(Entries from a pointing dataset)
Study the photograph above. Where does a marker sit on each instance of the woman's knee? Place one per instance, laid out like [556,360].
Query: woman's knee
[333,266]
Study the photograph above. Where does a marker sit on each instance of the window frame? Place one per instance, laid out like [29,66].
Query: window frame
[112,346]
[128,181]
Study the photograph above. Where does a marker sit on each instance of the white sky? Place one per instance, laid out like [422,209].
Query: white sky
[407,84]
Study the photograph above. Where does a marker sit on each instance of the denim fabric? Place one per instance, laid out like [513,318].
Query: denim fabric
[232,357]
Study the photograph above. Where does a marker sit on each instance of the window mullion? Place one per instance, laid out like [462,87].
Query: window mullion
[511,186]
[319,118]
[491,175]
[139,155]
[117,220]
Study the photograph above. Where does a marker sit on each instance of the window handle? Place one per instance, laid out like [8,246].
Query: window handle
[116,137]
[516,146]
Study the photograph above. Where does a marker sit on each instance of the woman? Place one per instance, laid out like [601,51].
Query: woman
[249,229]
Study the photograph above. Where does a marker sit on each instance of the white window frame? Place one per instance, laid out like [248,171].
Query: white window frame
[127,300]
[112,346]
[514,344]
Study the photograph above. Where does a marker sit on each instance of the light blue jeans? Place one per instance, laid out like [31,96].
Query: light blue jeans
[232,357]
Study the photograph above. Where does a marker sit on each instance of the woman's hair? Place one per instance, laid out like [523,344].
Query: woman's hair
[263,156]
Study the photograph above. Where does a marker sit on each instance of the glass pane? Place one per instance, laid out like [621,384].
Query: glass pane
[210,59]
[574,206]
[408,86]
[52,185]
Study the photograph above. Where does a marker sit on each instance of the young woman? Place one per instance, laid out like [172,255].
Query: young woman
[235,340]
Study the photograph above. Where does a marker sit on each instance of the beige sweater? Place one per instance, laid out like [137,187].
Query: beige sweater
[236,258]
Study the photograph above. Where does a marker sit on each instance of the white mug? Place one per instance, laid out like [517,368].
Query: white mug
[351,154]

- Work to do -
Repeat the listing above without any change.

- In response -
Study the photograph above. Where does a marker sit on each instance of the woman's knee? Place one per instance, laid out like [556,360].
Query: woman's knee
[333,266]
Study the photograph above. Where does a marker sit on each instance of the window frame? Place one per instance, laid out like [29,66].
Query: window frame
[112,346]
[128,181]
Study the photograph above. Where does a marker sit on each instance of the white sky? Place one per instance, laid out like [422,209].
Query: white sky
[407,84]
Study the photograph above. Where does a marker sit on each instance of the denim fabric? Place one per instance, laid out like [513,318].
Query: denim fabric
[232,357]
Study the photograph above. Where does a marker sit on each instance of the window mullion? Place one per instance, laid out like [462,87].
Query: window mullion
[511,186]
[319,118]
[491,175]
[139,155]
[117,220]
Study the photograph above. Where does a marker sit on each instance of the window handle? Place one per instance, laid out like [8,246].
Query: window handle
[116,137]
[516,146]
Study the photograph above. Where does a marker sit on each instance of the woman? Place one per instance, laid out like [601,51].
Query: woman
[249,229]
Study the photograph above. Where does a marker sit on each instance of the white window frame? Place one per instance, laid out like [248,171].
Query: white window frame
[127,300]
[112,346]
[514,344]
Study the photograph above. Where does a marker sit on each instance of the light blue jeans? Place one per instance, laid out like [31,96].
Query: light blue jeans
[232,357]
Study the photograph above. Where does a marker sit on each instance of the woman's hair? Place one per instance, laid out like [523,344].
Query: woman's hair
[263,156]
Study the photograph above. Where does a marker sit on each instance of the glass pane? Place one per instance, laid out like [621,384].
Query: glass pane
[210,59]
[574,206]
[408,86]
[52,185]
Study the photograph above. Where does a marker sit on each instance of the young woman? Place one per instance, laid out like [172,255].
Query: young woman
[235,340]
Study the photograph above. Where does a marker sit on each instance of the beige sweater? Place one per instance, laid out like [137,187].
Query: beige sweater
[236,258]
Study the photograph above. Where does a marker sit on each instance of the white mug? Place one per instance, laid out like [517,368].
Query: white mug
[351,154]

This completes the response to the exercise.